* Your goal *
Pictures stay out of the copy; restate everything else in the material exactly.

* Records supplied *

★ ★ ★ ★

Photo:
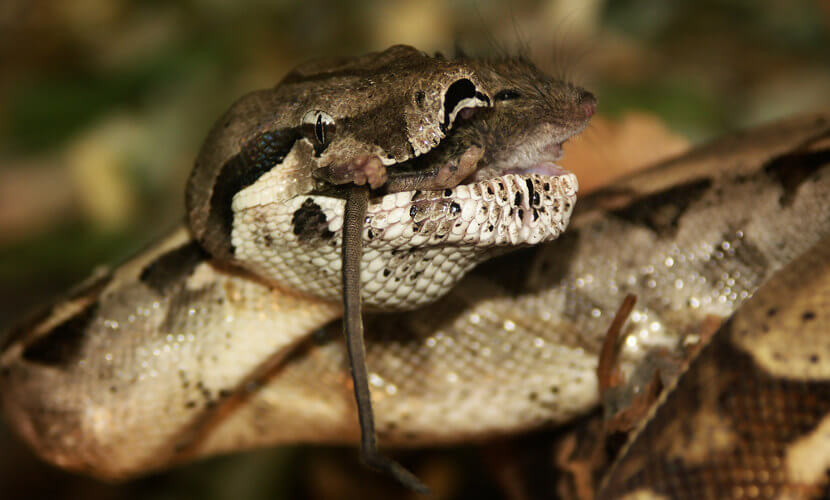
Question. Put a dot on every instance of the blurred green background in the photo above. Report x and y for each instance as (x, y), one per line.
(104, 103)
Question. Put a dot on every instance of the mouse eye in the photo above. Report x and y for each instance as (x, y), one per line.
(506, 95)
(318, 127)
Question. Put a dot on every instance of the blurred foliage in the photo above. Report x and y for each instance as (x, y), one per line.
(111, 98)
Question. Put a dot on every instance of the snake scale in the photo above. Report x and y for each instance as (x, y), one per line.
(175, 355)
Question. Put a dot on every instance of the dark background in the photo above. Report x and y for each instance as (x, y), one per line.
(104, 103)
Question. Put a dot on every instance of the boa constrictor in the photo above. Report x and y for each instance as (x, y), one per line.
(165, 358)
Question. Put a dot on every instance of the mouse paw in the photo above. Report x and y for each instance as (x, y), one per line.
(367, 169)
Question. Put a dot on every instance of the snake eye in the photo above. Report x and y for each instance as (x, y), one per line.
(506, 95)
(318, 127)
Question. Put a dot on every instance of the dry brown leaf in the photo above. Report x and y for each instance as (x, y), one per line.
(609, 149)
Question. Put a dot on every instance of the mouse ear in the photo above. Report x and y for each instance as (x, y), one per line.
(458, 50)
(462, 94)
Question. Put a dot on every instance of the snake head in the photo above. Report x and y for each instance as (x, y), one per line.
(460, 153)
(326, 114)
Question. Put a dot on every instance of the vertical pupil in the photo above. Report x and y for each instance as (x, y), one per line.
(318, 129)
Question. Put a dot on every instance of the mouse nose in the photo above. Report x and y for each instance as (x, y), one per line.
(588, 103)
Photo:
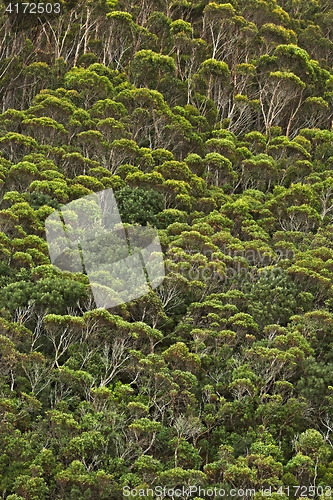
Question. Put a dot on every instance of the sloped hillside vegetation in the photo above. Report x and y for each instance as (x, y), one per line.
(212, 122)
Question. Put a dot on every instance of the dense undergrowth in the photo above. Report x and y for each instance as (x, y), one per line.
(212, 123)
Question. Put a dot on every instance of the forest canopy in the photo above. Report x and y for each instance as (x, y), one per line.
(212, 123)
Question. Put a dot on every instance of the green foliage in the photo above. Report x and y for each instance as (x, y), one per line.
(212, 122)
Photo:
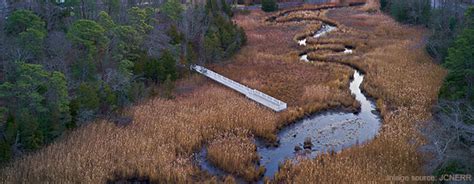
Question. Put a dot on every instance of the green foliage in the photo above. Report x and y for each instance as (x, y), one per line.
(223, 38)
(410, 11)
(226, 8)
(469, 17)
(32, 41)
(159, 70)
(173, 9)
(105, 21)
(5, 151)
(112, 6)
(153, 69)
(444, 29)
(141, 19)
(459, 83)
(88, 34)
(29, 31)
(40, 105)
(269, 5)
(87, 97)
(21, 20)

★ ★ ★ ★

* Problem solution *
Photo:
Question. Put a dot on every instance of the blurred green background in the photo above. Report x and y for each instance as (x, y), one per line.
(104, 103)
Question. Put a dot on every instance of the mouse eye in the photo above. Report x and y for each instance as (x, y), one per line.
(506, 95)
(318, 127)
Question. Put a dot on every instance of the blurred foliage in the photo above. Report x and y for each instance as (x, y), one per line.
(111, 98)
Question. Put a dot on every instance of the snake scale in the photo above. Report x and y for each instance as (x, y), one per line.
(175, 355)
Question. Put a dot on every instance of the dark background in the photo above. Report x and y for each instance as (x, y), one per line.
(104, 103)
Question. Put a dot on every instance of the boa constrictor in the photo above. Report x and y for each instance as (x, y), one per line.
(165, 358)
Question. Put a dot on every instance of the mouse paw in the photo above. Report x and y for each instance as (x, y), one per line.
(367, 169)
Question. Put a dot on every instance of the snake eye in the photo above. Report x and y for each instance as (x, y), one per line.
(506, 95)
(318, 127)
Question. Put a dot on every instance of the dry brown leaf in the photo above. Report x and y for each instance as (x, y), one per line.
(609, 149)
Question. Put a dot on every instance of the mouse ear in the photo above. Report x and y for each instance as (x, y), one per line.
(458, 50)
(462, 94)
Question. Put a dot on every instance of the snake head in the photo above. Report x and y for each instance as (x, y), one per line.
(460, 153)
(326, 114)
Question. Put a dot on every instance of the vertical pupil in the photo above. Report x and y for each instance as (x, y), one per line.
(318, 129)
Question. Put a dot on every instance of the mouse nose in the photo above. Report x and y for each instance as (x, y), one per line.
(588, 103)
Photo:
Question. Put a dot on every instance of the sloped hillside vegetation in the photo above. Report x and y for each instance as (x, y), one per line.
(212, 122)
Question. Put a dot on every instance of the dense undergrowth in the photo above. Report x and y for each instance as (x, y), one per line.
(212, 123)
Question. Put a dot on every instance of the forest canopy in the photo above. Report x and y for each instance as (x, y), one per line.
(212, 123)
Question. Put a dot on every instance of the green foliage in the photo above. Report x and y for each instance as (x, y), one per line.
(212, 122)
Photo:
Question. Put a dot on every instance of the green foliage in the photo above. Report x and y for each instance as (x, y), one per line.
(223, 38)
(410, 11)
(226, 8)
(469, 17)
(32, 41)
(159, 70)
(173, 9)
(105, 21)
(5, 151)
(112, 6)
(153, 69)
(444, 29)
(141, 19)
(459, 83)
(88, 34)
(29, 31)
(40, 105)
(269, 5)
(87, 97)
(21, 20)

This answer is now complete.